======== EXTRACTED RECORDS ========

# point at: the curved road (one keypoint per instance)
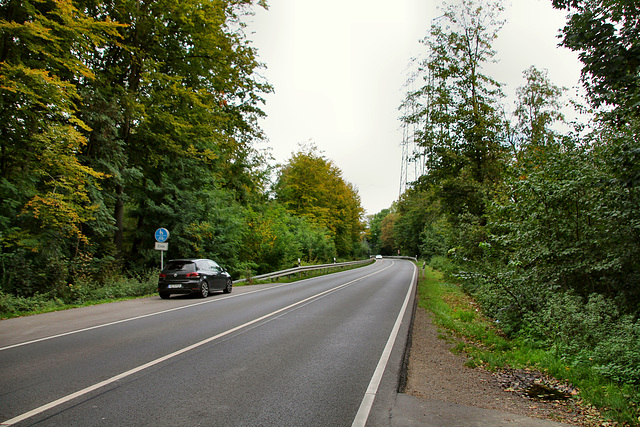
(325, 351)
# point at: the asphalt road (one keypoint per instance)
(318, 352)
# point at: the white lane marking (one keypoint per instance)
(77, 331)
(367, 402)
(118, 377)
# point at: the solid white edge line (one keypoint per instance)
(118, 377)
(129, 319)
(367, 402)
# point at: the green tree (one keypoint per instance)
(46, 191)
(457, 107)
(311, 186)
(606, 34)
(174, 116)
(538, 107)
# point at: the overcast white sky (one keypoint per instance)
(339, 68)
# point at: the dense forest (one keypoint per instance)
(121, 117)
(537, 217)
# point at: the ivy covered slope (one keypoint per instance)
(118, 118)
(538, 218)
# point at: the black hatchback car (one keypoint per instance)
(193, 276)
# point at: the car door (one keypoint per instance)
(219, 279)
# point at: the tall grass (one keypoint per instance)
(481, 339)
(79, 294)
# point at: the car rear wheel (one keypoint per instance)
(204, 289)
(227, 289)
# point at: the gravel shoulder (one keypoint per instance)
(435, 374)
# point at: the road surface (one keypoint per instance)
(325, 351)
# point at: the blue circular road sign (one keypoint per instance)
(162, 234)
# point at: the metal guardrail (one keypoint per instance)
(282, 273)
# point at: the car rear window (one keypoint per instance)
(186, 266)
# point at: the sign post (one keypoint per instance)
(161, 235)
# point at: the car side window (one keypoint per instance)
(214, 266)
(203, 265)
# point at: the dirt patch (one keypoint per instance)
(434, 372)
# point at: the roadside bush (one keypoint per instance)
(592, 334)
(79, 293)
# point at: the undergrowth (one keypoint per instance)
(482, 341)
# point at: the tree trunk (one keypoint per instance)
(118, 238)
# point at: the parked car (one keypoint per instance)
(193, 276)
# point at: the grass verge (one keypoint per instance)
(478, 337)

========
======== EXTRACTED RECORDS ========

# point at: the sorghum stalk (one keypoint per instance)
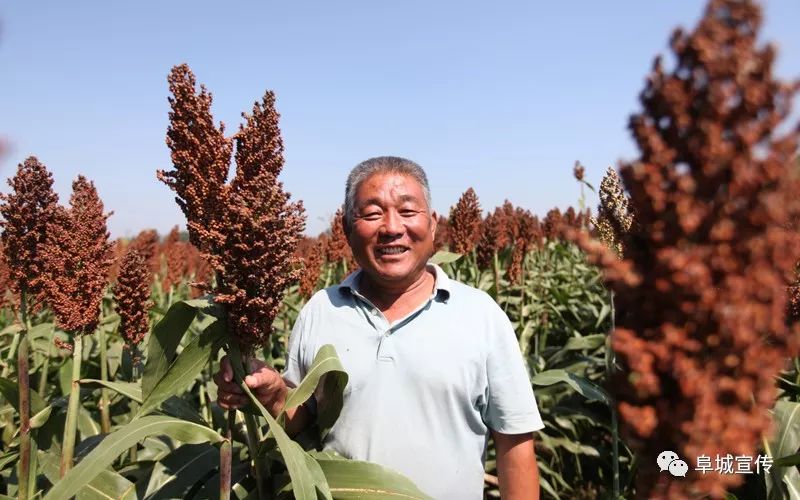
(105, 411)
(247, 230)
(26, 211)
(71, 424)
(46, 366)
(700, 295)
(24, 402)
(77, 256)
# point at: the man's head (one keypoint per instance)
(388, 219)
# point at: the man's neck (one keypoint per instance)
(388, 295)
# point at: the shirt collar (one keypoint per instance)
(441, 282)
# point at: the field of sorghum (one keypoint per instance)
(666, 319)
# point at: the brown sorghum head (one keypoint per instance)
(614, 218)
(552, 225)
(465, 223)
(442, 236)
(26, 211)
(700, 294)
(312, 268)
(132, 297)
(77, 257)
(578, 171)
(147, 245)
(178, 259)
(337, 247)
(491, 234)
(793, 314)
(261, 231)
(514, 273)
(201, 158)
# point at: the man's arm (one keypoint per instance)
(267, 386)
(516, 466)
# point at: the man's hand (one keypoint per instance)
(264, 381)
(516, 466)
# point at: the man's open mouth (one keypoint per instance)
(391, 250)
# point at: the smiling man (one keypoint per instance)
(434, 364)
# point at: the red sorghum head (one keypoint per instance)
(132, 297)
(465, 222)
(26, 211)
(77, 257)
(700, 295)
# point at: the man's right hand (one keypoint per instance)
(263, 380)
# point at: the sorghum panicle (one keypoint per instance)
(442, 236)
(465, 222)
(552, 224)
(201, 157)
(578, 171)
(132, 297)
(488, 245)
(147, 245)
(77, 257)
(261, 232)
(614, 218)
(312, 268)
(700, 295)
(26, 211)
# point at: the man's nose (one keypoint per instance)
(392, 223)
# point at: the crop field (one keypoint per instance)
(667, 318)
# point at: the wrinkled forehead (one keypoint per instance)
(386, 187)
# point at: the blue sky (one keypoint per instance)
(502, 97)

========
======== EXTRACTED RECORDS ========

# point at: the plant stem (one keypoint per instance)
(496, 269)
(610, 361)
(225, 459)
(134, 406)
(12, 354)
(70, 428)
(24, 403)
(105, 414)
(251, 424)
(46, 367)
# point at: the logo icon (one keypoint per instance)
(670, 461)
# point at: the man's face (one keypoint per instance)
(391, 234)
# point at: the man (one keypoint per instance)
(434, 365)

========

How many lines of the material above contain the string "blue"? Case counts. Give only the number.

ANSWER TO THE TASK: 2